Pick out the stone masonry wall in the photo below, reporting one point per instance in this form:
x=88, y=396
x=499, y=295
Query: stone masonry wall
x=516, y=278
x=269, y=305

----------

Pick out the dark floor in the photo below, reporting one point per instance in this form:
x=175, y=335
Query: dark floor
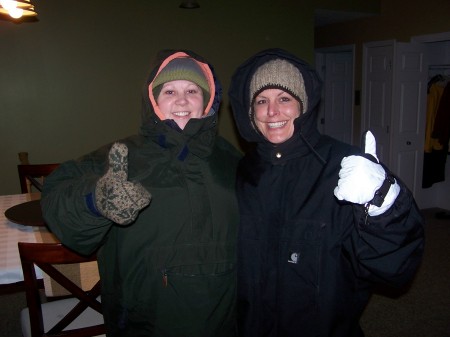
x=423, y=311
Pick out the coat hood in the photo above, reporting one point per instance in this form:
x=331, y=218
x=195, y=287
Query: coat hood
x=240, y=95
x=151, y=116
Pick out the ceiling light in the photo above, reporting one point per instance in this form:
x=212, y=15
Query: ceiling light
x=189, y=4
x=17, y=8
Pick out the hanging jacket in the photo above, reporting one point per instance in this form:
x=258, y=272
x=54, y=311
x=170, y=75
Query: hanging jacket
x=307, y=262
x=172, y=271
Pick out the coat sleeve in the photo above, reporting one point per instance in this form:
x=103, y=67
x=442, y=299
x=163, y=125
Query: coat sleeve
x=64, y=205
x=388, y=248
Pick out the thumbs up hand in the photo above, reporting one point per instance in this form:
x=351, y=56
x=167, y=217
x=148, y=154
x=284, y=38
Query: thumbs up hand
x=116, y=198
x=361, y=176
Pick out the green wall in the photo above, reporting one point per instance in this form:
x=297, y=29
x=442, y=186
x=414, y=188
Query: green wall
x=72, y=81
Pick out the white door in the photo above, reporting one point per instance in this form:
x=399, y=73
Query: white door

----------

**ACTIVITY:** Give the exact lines, and only those, from the line containing "Query: green wall" through the line containing "Query: white door" in the entries above.

**RESPONSE AREA:**
Query: green wall
x=72, y=81
Pick out the white door in the photo above, reporting one point per instance in this form:
x=399, y=73
Query: white door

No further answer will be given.